*** Opening SELECTED EXCERPT ***

Albertsons is on the defensive in King County Superior Court, where a high-stakes state lawsuit accusing the grocery giant of helping fuel Washington’s opioid epidemic opened Monday. Attorney General Nick Brown’s team told Judge Janet Helson that Albertsons pharmacies repeatedly filled opioid prescriptions that showed obvious warning signs. The bench trial, which is expected to run into September, will test whether the chain’s policies illegally helped drive diversion and addiction across communities statewide.
State lawyers say Albertsons pharmacies dispensed more than 641 million opioid pills in Washington between 2006 and 2022 and that the company repeatedly filled suspicious prescriptions without doing enough to investigate. Prosecutors argue those practices shifted massive costs onto local governments, which have had to fund treatment, prevention and law enforcement efforts to try to clean up the damage. This is according to the Washington Attorney General’s Office.
Back in April, Albertsons announced a $774 million settlement framework intended to resolve most opioid-related claims across the country, while stressing that the deal was not an admission of wrongdoing. That plan is described in Albertsons Companies filings with federal regulators. Washington is pressing ahead with its own King County case, seeking abatement funds and damages under state law.

*** Closing SELECTED EXCERPT ***

DIRECTIONS FOR THIS TASK: Decide whether each statement agrees with the article on the Albertsons opioid trial: 1. The case is being heard by a jury. 2. State lawyers say Albertsons pharmacies dispensed more than 641 million opioid pills in Washington between 2006 and 2022. 3. Albertsons presented its settlement framework as an admission of wrongdoing. Answer yes or no for each, quoting the deciding words.

*** Opening DATASET EXCERPTS ***

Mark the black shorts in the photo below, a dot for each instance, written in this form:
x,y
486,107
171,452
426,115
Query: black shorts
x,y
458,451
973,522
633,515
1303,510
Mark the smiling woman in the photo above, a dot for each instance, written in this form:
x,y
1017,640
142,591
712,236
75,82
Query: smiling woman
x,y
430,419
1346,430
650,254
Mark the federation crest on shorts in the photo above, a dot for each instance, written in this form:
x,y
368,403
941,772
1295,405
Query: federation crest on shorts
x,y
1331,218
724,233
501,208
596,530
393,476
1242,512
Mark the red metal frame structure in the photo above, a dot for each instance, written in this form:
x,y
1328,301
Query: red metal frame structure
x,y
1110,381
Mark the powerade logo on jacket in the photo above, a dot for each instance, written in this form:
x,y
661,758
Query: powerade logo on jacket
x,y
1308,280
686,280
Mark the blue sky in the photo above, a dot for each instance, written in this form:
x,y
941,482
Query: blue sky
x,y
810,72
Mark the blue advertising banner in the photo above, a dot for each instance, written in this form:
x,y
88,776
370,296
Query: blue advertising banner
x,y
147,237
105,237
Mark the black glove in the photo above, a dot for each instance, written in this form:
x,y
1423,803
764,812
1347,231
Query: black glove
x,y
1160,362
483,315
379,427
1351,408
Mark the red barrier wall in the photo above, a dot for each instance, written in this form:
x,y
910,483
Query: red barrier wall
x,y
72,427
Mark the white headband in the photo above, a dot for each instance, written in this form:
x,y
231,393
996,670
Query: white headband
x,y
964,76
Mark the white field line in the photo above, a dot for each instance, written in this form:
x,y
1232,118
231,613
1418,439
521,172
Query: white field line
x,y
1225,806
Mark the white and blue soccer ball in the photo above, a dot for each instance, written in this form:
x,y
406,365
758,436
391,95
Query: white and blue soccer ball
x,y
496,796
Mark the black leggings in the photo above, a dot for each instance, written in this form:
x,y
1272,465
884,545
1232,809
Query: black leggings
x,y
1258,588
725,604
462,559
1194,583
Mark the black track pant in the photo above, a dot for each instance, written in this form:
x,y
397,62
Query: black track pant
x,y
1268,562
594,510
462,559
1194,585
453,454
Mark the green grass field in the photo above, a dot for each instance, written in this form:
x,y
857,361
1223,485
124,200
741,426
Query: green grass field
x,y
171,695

*** Closing DATASET EXCERPTS ***

TASK RESPONSE:
1. No: "The bench trial"
2. Yes: "Albertsons pharmacies dispensed more than 641 million opioid pills in Washington between 2006 and 2022"
3. No: "the deal was not an admission of wrongdoing"